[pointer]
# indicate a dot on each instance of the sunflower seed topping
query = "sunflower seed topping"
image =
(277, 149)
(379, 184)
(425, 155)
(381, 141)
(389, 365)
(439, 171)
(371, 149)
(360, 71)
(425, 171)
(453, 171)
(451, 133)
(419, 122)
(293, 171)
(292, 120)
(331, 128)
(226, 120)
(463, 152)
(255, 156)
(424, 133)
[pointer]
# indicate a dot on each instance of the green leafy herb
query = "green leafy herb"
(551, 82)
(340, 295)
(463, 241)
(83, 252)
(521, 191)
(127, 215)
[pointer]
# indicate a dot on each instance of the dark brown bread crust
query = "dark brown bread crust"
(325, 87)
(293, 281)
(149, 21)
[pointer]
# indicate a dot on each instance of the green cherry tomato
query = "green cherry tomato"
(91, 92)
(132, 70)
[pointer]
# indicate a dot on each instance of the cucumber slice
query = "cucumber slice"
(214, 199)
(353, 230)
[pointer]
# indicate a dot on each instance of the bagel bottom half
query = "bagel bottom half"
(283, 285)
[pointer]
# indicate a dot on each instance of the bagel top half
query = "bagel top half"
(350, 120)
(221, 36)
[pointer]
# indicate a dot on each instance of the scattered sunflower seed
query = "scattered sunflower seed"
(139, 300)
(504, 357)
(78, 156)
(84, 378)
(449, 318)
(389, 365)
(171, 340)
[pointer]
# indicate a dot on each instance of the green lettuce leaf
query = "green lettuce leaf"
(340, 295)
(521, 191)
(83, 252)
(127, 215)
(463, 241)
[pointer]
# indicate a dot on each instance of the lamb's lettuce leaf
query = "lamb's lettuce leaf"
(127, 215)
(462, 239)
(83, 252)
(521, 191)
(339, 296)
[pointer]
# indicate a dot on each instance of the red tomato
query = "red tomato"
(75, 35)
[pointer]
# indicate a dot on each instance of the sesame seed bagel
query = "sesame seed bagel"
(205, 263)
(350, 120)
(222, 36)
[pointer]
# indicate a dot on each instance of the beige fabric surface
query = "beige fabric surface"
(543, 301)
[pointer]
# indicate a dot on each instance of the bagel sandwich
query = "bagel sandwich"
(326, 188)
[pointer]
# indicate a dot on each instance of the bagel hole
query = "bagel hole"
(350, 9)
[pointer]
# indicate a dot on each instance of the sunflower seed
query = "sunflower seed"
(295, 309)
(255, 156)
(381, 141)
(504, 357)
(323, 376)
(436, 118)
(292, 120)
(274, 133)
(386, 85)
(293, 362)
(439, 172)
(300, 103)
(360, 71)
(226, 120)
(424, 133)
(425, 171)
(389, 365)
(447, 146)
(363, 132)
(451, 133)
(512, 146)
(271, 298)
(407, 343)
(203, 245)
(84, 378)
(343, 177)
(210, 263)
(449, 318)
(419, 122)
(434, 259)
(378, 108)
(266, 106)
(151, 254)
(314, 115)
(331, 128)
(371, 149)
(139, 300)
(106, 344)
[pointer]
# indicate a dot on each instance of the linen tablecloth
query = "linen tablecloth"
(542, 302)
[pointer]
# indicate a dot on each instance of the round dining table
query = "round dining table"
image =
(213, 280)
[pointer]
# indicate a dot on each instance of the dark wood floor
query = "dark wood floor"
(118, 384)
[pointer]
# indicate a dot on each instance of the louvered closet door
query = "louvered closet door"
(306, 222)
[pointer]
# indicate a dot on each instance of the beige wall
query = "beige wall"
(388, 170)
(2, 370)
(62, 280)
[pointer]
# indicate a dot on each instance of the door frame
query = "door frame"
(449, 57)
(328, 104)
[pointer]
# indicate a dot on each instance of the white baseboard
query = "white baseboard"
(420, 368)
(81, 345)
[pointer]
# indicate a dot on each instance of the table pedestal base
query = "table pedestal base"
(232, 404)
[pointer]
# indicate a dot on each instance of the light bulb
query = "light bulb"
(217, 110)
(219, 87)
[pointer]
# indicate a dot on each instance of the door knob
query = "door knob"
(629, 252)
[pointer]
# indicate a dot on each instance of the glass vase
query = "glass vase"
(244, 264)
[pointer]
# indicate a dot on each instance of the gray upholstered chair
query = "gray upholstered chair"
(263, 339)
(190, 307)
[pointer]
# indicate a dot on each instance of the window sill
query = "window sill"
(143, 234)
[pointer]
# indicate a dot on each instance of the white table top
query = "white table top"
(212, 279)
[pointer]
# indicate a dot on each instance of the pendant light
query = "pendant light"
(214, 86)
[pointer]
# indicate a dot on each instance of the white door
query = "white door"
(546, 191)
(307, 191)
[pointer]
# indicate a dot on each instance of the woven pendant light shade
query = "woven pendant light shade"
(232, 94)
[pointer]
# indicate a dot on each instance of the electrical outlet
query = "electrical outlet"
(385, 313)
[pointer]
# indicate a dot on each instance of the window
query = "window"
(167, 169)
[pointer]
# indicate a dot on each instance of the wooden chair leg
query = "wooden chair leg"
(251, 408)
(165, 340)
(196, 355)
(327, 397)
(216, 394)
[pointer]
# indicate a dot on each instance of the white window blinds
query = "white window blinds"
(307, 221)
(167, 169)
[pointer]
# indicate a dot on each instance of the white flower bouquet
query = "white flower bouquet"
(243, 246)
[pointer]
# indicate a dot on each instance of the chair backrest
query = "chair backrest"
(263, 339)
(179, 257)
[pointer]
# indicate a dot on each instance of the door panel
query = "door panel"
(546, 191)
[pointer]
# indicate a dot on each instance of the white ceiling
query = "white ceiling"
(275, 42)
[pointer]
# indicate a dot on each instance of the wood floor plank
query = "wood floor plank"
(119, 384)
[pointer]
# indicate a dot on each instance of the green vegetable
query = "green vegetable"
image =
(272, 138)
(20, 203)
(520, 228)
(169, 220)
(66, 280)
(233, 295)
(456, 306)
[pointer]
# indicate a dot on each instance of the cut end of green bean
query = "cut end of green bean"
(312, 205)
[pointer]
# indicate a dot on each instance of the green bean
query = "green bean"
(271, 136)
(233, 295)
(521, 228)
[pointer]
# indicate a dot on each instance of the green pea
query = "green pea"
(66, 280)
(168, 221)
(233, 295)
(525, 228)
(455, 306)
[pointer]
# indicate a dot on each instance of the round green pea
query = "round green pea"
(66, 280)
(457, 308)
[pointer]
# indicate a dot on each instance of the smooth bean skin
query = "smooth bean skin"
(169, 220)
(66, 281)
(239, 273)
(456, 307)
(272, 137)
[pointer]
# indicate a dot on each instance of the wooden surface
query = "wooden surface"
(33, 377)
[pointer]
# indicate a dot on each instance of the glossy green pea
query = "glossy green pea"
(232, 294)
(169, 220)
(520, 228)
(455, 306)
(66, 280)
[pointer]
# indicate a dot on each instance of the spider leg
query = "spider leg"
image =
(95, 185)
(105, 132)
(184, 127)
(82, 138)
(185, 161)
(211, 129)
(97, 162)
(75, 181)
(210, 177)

■ TASK STATEMENT ■
Copy out each record, keeping every word as it is.

■ FULL ANSWER ■
[pointer]
# indicate a dot on each instance of the sunflower seed topping
query = "sunflower seed topping"
image =
(277, 149)
(379, 184)
(425, 155)
(381, 141)
(389, 365)
(439, 171)
(371, 149)
(360, 71)
(425, 171)
(453, 171)
(451, 133)
(419, 122)
(293, 171)
(292, 120)
(331, 128)
(226, 120)
(463, 152)
(255, 156)
(424, 133)
[pointer]
# indicate a dot on each instance of the green leafy herb
query = "green leafy herb"
(551, 82)
(340, 295)
(463, 241)
(83, 252)
(521, 191)
(127, 215)
[pointer]
# indicate a dot on each instance of the dark brown bread crust
query = "dark brown bread crust"
(325, 87)
(293, 281)
(149, 21)
[pointer]
# indicate a dot on each instance of the green cherry tomato
query = "green cherry tomato"
(91, 92)
(132, 70)
[pointer]
# indicate a dot on each instance of the cucumber slice
query = "cucumber slice"
(214, 199)
(353, 230)
[pointer]
# indicate a dot on each instance of the bagel bottom half
query = "bagel bottom half"
(283, 285)
[pointer]
# indicate a dot on each instance of the bagel top half
query = "bagel top half"
(350, 120)
(221, 36)
[pointer]
# indicate a dot on each instance of the scattered sunflower seed
query = "scattered sunflower seed"
(139, 300)
(504, 357)
(78, 156)
(84, 378)
(449, 318)
(389, 365)
(171, 340)
[pointer]
# indicate a dot on each instance of the green lettuce leaf
query = "green lettuce leaf"
(340, 295)
(521, 191)
(83, 252)
(127, 215)
(463, 241)
[pointer]
# indicate a dot on each instance of the lamb's lettuce leaf
query = "lamb's lettuce leaf"
(127, 215)
(462, 239)
(83, 252)
(521, 191)
(339, 296)
[pointer]
# indicate a dot on each instance of the red tomato
query = "red tomato"
(75, 35)
[pointer]
# indicate a dot on each instance of the sesame seed bagel
query = "sesame seed bagel"
(205, 263)
(350, 120)
(222, 36)
[pointer]
# indicate a dot on each instance of the beige fabric surface
query = "beige fabric surface"
(543, 301)
[pointer]
# indicate a dot on each instance of the bagel sandwich
query = "bagel sandwich"
(326, 188)
[pointer]
# indicate a dot on each instance of the bagel hole
query = "bagel hole"
(350, 9)
[pointer]
# indicate a dot on each instance of the sunflower seed
query = "sunflower seed"
(295, 309)
(255, 156)
(381, 141)
(504, 357)
(323, 376)
(436, 118)
(292, 120)
(274, 133)
(386, 85)
(293, 362)
(439, 172)
(300, 103)
(360, 71)
(226, 120)
(424, 133)
(425, 171)
(389, 365)
(447, 146)
(363, 132)
(451, 133)
(512, 146)
(271, 298)
(407, 343)
(203, 245)
(84, 378)
(343, 177)
(210, 263)
(449, 318)
(419, 122)
(434, 259)
(378, 108)
(266, 106)
(151, 254)
(314, 115)
(331, 128)
(371, 149)
(139, 300)
(106, 344)
[pointer]
# indicate a dot on each instance of the linen tablecloth
query = "linen tablecloth"
(542, 302)
[pointer]
# indicate a dot on each instance of the round dining table
query = "round dining table"
image =
(213, 280)
[pointer]
# indicate a dot on each instance of the dark wood floor
query = "dark wood floor"
(118, 384)
[pointer]
# indicate a dot on each instance of the louvered closet door
query = "louvered closet door"
(306, 222)
[pointer]
# indicate a dot on each instance of the beige wall
query = "beige wall"
(388, 170)
(2, 370)
(62, 280)
[pointer]
# indicate a dot on each instance of the door frame
query = "door frame"
(449, 57)
(328, 104)
[pointer]
# indicate a dot on each instance of the white baseboard
query = "white baseboard"
(420, 368)
(81, 345)
[pointer]
# indicate a dot on each instance of the table pedestal base
query = "table pedestal base"
(232, 404)
[pointer]
# indicate a dot on each instance of the light bulb
query = "light bulb"
(217, 110)
(219, 87)
[pointer]
# indicate a dot on each instance of the door knob
query = "door knob"
(629, 252)
[pointer]
# indicate a dot on each instance of the glass vase
query = "glass vase"
(244, 264)
[pointer]
# indicate a dot on each instance of the gray upholstered chair
query = "gray upholstered chair"
(263, 339)
(190, 307)
[pointer]
# indicate a dot on each instance of the window sill
query = "window sill"
(143, 234)
[pointer]
# indicate a dot on each instance of the white table top
query = "white table top"
(212, 279)
[pointer]
# indicate a dot on each instance of the pendant light
query = "pendant light"
(214, 86)
[pointer]
# indicate a dot on each instance of the white door
query = "white door"
(546, 191)
(307, 191)
[pointer]
# indicate a dot on each instance of the woven pendant light shade
query = "woven pendant light shade"
(232, 94)
[pointer]
# indicate a dot on each instance of the electrical outlet
query = "electrical outlet"
(385, 313)
[pointer]
# indicate a dot on each instance of the window
query = "window"
(167, 169)
[pointer]
# indicate a dot on each instance of the wooden chair leg
query = "wooden chair leg"
(251, 408)
(165, 340)
(196, 355)
(327, 397)
(216, 394)
[pointer]
# indicate a dot on each instance of the white window blinds
query = "white window blinds"
(307, 221)
(167, 169)
[pointer]
# indicate a dot on each instance of the white flower bouquet
query = "white flower bouquet"
(243, 246)
[pointer]
# indicate a dot on each instance of the chair backrest
query = "chair backrest"
(263, 339)
(179, 257)
[pointer]
# indicate a dot on each instance of the door panel
query = "door panel"
(546, 191)
[pointer]
# indicate a dot on each instance of the white ceiling
query = "white ceiling"
(275, 42)
[pointer]
# indicate a dot on each instance of the wood floor plank
query = "wood floor plank"
(119, 384)
[pointer]
# indicate a dot on each instance of the green vegetable
query = "green vegetable"
image =
(272, 138)
(20, 203)
(520, 228)
(169, 220)
(66, 280)
(233, 295)
(456, 306)
[pointer]
# indicate a dot on each instance of the cut end of green bean
query = "cut end of green bean"
(312, 205)
[pointer]
# indicate a dot on each instance of the green bean
query = "green bean"
(271, 136)
(233, 295)
(521, 228)
[pointer]
# indicate a dot on each instance of the green pea
query = "green pea"
(66, 280)
(168, 221)
(233, 295)
(525, 228)
(455, 306)
[pointer]
# indicate a dot on each instance of the round green pea
query = "round green pea"
(66, 280)
(457, 308)
[pointer]
# indicate a dot on each instance of the smooth bean skin
query = "smooth bean skin"
(169, 220)
(66, 281)
(239, 273)
(456, 307)
(272, 137)
[pointer]
# indicate a dot on each instance of the wooden surface
query = "wooden surface"
(33, 377)
[pointer]
# indicate a dot on each instance of the glossy green pea
query = "glossy green pea"
(232, 294)
(169, 220)
(520, 228)
(455, 306)
(66, 280)
[pointer]
# indicate a dot on each instance of the spider leg
query = "spider leg"
image =
(95, 185)
(105, 132)
(184, 127)
(82, 138)
(185, 161)
(211, 129)
(97, 162)
(75, 181)
(210, 177)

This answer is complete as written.